* _Source excerpt_:
Re: Text Editors and Canonical Equivalence (was Coloured diacritics)

From: Peter Kirk (peterkirk@qaya.org)
Date: Fri Dec 12 2003 - 07:56:43 EST

  • Next message: Peter Kirk: "Re: Text Editors and Canonical Equivalence (was Coloured diacritics)"

    On 12/12/2003 04:29, Philippe Verdy wrote:

    > ...
    >
    >But what you suggest here is exactly what a standard file compressor does.
    >
    >It does not solve any problem in the representation of characters, the
    >compression scheme remains private, and can only be interpreted as text by
    >redecomposing these PUAs (in their scope) to the appropriate complex DGCs.
    >In addition, you need to find a way to store these associations between PUAs
    >and DGCs, so the complexity is even worse.
    >
    >You would probably use it only if there are multiple occurences of these
    >complex DGCs, just to save some space (this is what is performed in the
    >Hangul Johab syllables as they occur very frequently when writing modern
    >Korean, and the space benefit comes from the fact that it does not need to
    >encode the associations between syllables and DGCs of jamos, as this is
    >defined by their canonical equivalences and implemented with a very basic
    >algorithm).
    >
    >So unless you can create such simple algorithm to map complex DGC with PUA
    >ranges, there's little use of what you propose here.

* _Data excerpts_:
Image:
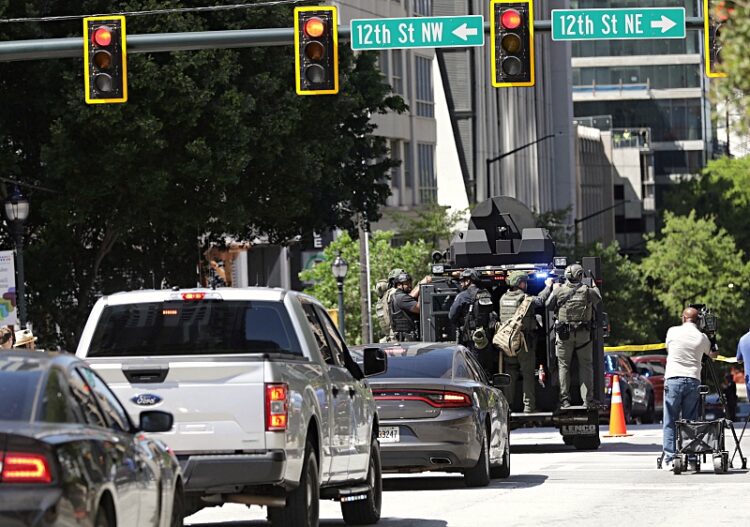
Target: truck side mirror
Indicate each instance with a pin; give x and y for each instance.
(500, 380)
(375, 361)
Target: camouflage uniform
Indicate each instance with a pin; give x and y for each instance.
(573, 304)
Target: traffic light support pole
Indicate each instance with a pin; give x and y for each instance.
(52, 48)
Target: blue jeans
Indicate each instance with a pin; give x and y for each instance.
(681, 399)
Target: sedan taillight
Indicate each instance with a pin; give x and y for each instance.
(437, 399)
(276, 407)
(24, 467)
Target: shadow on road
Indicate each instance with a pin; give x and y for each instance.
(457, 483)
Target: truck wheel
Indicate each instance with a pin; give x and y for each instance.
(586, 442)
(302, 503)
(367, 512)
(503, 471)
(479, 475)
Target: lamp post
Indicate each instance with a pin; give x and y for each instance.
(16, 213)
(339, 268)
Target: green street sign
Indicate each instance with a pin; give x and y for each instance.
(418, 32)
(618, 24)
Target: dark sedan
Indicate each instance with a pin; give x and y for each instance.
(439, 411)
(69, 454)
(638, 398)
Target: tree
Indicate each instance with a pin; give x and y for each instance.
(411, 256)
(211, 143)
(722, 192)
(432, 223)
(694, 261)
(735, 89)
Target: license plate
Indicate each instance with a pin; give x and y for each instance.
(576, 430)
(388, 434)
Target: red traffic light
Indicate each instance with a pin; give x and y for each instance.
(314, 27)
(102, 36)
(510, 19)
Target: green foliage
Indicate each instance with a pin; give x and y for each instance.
==
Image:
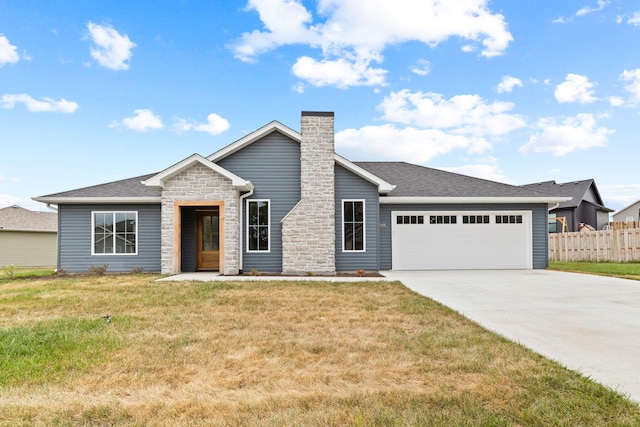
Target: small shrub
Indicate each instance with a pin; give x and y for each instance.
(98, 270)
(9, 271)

* _Goal_: Reproduce the passage of the forum reply from "On 12/12/2003 04:29, Philippe" up to and including "appropriate complex DGCs.", writing "encoding scheme" in place of "compression scheme".

* _Full solution_:
On 12/12/2003 04:29, Philippe Verdy wrote:

    > ...
    >
    >But what you suggest here is exactly what a standard file compressor does.
    >
    >It does not solve any problem in the representation of characters, the
    >encoding scheme remains private, and can only be interpreted as text by
    >redecomposing these PUAs (in their scope) to the appropriate complex DGCs.